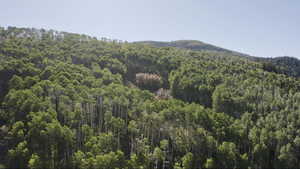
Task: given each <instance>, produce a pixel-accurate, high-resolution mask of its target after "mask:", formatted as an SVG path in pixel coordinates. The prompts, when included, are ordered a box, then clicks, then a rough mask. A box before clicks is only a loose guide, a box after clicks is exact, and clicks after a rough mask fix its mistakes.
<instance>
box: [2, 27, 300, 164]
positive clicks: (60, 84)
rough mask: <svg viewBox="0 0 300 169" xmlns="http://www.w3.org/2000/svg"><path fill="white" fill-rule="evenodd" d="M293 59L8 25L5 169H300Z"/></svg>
mask: <svg viewBox="0 0 300 169" xmlns="http://www.w3.org/2000/svg"><path fill="white" fill-rule="evenodd" d="M297 61H298V60H297ZM277 63H278V64H277ZM282 63H283V62H281V61H279V62H273V61H272V62H267V61H266V60H264V61H261V60H257V59H251V58H250V57H248V56H241V55H239V54H236V55H235V53H234V52H233V53H232V52H226V51H216V50H203V51H197V50H190V49H182V48H180V49H179V48H176V47H169V46H166V47H153V46H151V45H147V44H144V43H128V42H126V41H119V40H110V39H105V38H102V39H97V38H95V37H90V36H87V35H80V34H73V33H67V32H58V31H53V30H44V29H28V28H15V27H8V28H0V168H20V169H21V168H22V169H27V168H28V169H60V168H61V169H64V168H72V169H221V168H222V169H283V168H290V169H297V168H300V83H299V82H300V80H299V79H298V77H299V76H297V75H296V74H293V73H291V72H288V71H289V69H288V67H287V69H284V70H283V69H282V66H281V65H280V64H282ZM289 63H290V62H289ZM291 63H292V64H293V62H291ZM285 67H286V64H285ZM294 70H298V69H297V65H296V66H293V69H292V71H294Z"/></svg>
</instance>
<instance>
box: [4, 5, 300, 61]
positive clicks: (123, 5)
mask: <svg viewBox="0 0 300 169" xmlns="http://www.w3.org/2000/svg"><path fill="white" fill-rule="evenodd" d="M0 26H2V27H7V26H17V27H30V28H32V27H34V28H44V29H54V30H59V31H67V32H73V33H81V34H88V35H91V36H95V37H98V38H101V37H107V38H111V39H119V40H127V41H129V42H132V41H141V40H155V41H172V40H182V39H185V40H190V39H192V40H200V41H203V42H206V43H210V44H213V45H216V46H219V47H223V48H227V49H231V50H234V51H239V52H242V53H246V54H249V55H252V56H261V57H276V56H294V57H298V58H300V0H2V2H1V6H0Z"/></svg>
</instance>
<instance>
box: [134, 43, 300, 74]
mask: <svg viewBox="0 0 300 169" xmlns="http://www.w3.org/2000/svg"><path fill="white" fill-rule="evenodd" d="M134 43H137V44H144V45H150V46H153V47H175V48H179V49H187V50H193V51H206V52H210V53H212V52H215V53H218V54H215V55H224V54H227V55H235V56H241V57H247V58H248V59H249V60H252V61H255V62H261V63H262V64H263V65H264V68H263V69H264V70H266V71H272V72H276V73H282V74H285V75H288V76H294V77H300V60H299V59H297V58H294V57H289V56H282V57H275V58H270V57H265V58H263V57H254V56H249V55H247V54H243V53H240V52H235V51H232V50H228V49H224V48H220V47H217V46H214V45H210V44H207V43H204V42H201V41H196V40H177V41H171V42H161V41H139V42H134Z"/></svg>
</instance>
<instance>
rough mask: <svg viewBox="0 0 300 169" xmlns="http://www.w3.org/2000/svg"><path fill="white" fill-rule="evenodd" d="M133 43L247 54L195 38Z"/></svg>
mask: <svg viewBox="0 0 300 169" xmlns="http://www.w3.org/2000/svg"><path fill="white" fill-rule="evenodd" d="M134 43H139V44H145V45H151V46H154V47H176V48H181V49H190V50H194V51H215V52H224V53H230V54H234V55H238V56H248V55H246V54H243V53H239V52H236V51H232V50H228V49H224V48H221V47H217V46H214V45H211V44H207V43H204V42H201V41H197V40H176V41H171V42H162V41H137V42H134Z"/></svg>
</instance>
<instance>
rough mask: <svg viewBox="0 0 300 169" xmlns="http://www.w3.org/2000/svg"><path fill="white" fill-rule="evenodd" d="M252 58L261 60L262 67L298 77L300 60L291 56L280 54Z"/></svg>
mask: <svg viewBox="0 0 300 169" xmlns="http://www.w3.org/2000/svg"><path fill="white" fill-rule="evenodd" d="M252 60H254V61H258V62H263V65H264V69H265V70H267V71H274V72H276V73H283V74H286V75H288V76H293V77H300V60H299V59H297V58H295V57H291V56H280V57H274V58H261V57H253V58H252Z"/></svg>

- WHAT NEEDS TO BE DONE: Copy each entry above exactly; drop the pictures.

- TASK SOLUTION:
Task: given each <instance>, produce a pixel-accurate, high-resolution mask of its target after "mask:", formatted as an SVG path in pixel coordinates. The prompts, when included, are ordered a box, then clicks, then a rough mask. A box before clicks is only a loose guide, a box after clicks is exact, and clicks after a rough mask fix its mistakes.
<instance>
box: [2, 27, 300, 164]
positive clicks: (60, 84)
rough mask: <svg viewBox="0 0 300 169" xmlns="http://www.w3.org/2000/svg"><path fill="white" fill-rule="evenodd" d="M293 59L8 25L5 169H300Z"/></svg>
mask: <svg viewBox="0 0 300 169" xmlns="http://www.w3.org/2000/svg"><path fill="white" fill-rule="evenodd" d="M297 61H298V60H297ZM277 63H278V64H277ZM282 63H283V62H281V61H279V62H273V61H272V62H267V61H266V60H264V61H261V60H257V59H251V58H250V57H248V56H241V55H239V54H236V55H235V53H234V52H233V53H232V52H226V51H216V50H203V51H197V50H190V49H182V48H180V49H179V48H176V47H169V46H166V47H153V46H151V45H147V44H144V43H128V42H126V41H119V40H110V39H105V38H102V39H97V38H95V37H90V36H87V35H80V34H73V33H67V32H58V31H53V30H44V29H28V28H15V27H8V28H0V168H20V169H21V168H22V169H27V168H28V169H60V168H61V169H64V168H72V169H221V168H222V169H283V168H290V169H297V168H300V83H299V82H300V80H299V79H298V77H299V76H297V75H296V74H293V73H291V72H288V71H289V69H288V67H287V69H284V70H283V69H282V66H281V65H280V64H282ZM289 63H290V62H289ZM291 63H292V64H293V62H291ZM285 67H286V64H285ZM294 70H298V69H297V65H296V66H293V69H292V71H294Z"/></svg>
</instance>
<instance>
box: [4, 5, 300, 61]
positive clicks: (123, 5)
mask: <svg viewBox="0 0 300 169" xmlns="http://www.w3.org/2000/svg"><path fill="white" fill-rule="evenodd" d="M0 26H2V27H7V26H17V27H30V28H32V27H34V28H44V29H54V30H59V31H67V32H73V33H81V34H88V35H91V36H95V37H98V38H101V37H107V38H111V39H119V40H127V41H129V42H132V41H141V40H155V41H172V40H182V39H185V40H190V39H192V40H200V41H203V42H206V43H210V44H213V45H216V46H219V47H223V48H227V49H231V50H234V51H239V52H242V53H246V54H249V55H252V56H261V57H276V56H294V57H298V58H300V0H2V2H1V6H0Z"/></svg>
</instance>
<instance>
box: [134, 43, 300, 74]
mask: <svg viewBox="0 0 300 169" xmlns="http://www.w3.org/2000/svg"><path fill="white" fill-rule="evenodd" d="M134 43H137V44H144V45H150V46H153V47H175V48H179V49H187V50H193V51H206V52H210V53H212V52H215V53H218V54H215V55H224V54H227V55H235V56H241V57H247V58H248V59H249V60H252V61H255V62H261V63H262V64H263V65H264V68H263V69H264V70H266V71H272V72H276V73H282V74H285V75H288V76H294V77H300V60H299V59H297V58H294V57H289V56H282V57H275V58H270V57H265V58H263V57H254V56H249V55H247V54H243V53H240V52H235V51H232V50H228V49H224V48H220V47H217V46H214V45H210V44H207V43H204V42H201V41H196V40H177V41H171V42H161V41H139V42H134Z"/></svg>
</instance>
<instance>
rough mask: <svg viewBox="0 0 300 169" xmlns="http://www.w3.org/2000/svg"><path fill="white" fill-rule="evenodd" d="M133 43L247 54L195 38Z"/></svg>
mask: <svg viewBox="0 0 300 169" xmlns="http://www.w3.org/2000/svg"><path fill="white" fill-rule="evenodd" d="M134 43H139V44H145V45H151V46H154V47H176V48H181V49H190V50H194V51H215V52H224V53H230V54H234V55H238V56H248V55H246V54H243V53H239V52H236V51H232V50H228V49H224V48H221V47H217V46H214V45H211V44H207V43H204V42H201V41H197V40H176V41H171V42H162V41H137V42H134Z"/></svg>
</instance>
<instance>
rough mask: <svg viewBox="0 0 300 169" xmlns="http://www.w3.org/2000/svg"><path fill="white" fill-rule="evenodd" d="M252 58L261 60L262 67L298 77L300 60L291 56L280 54Z"/></svg>
mask: <svg viewBox="0 0 300 169" xmlns="http://www.w3.org/2000/svg"><path fill="white" fill-rule="evenodd" d="M252 60H254V61H258V62H263V65H264V69H265V70H267V71H274V72H276V73H283V74H286V75H288V76H293V77H300V60H299V59H297V58H295V57H291V56H280V57H274V58H261V57H253V58H252Z"/></svg>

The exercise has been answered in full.